INSTRUCTIONS TO FOLLOW
Output exactly the lines from the line with "positive clicks: (272, 202)" through the end of the records below. Include nothing else.

SOURCE DATA
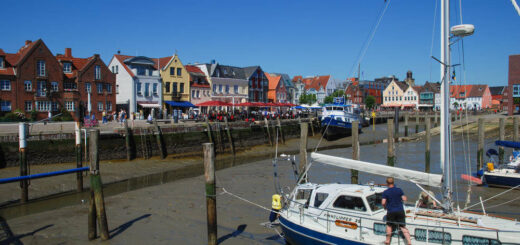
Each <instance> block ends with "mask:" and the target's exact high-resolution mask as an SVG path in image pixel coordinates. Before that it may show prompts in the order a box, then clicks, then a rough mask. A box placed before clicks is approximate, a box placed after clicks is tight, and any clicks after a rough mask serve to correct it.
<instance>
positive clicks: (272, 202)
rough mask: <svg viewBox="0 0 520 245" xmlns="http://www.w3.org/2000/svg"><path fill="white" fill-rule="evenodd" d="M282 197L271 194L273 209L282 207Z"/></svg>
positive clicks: (279, 195) (277, 208) (279, 209)
mask: <svg viewBox="0 0 520 245" xmlns="http://www.w3.org/2000/svg"><path fill="white" fill-rule="evenodd" d="M281 199H282V197H281V196H280V195H278V194H274V195H273V202H272V208H273V209H274V210H280V209H282V203H281Z"/></svg>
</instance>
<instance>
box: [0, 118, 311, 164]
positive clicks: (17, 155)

WRITTEN REPLY
positive clicks: (272, 202)
rough mask: <svg viewBox="0 0 520 245" xmlns="http://www.w3.org/2000/svg"><path fill="white" fill-rule="evenodd" d="M282 197L271 194L273 209L282 207Z"/></svg>
positive clicks: (279, 195) (277, 208) (279, 209)
mask: <svg viewBox="0 0 520 245" xmlns="http://www.w3.org/2000/svg"><path fill="white" fill-rule="evenodd" d="M281 199H282V197H281V196H280V195H278V194H274V195H273V202H272V208H273V209H274V210H280V209H282V203H281Z"/></svg>
</instance>
<instance>
box: [0, 118, 311, 164]
positive clicks: (17, 155)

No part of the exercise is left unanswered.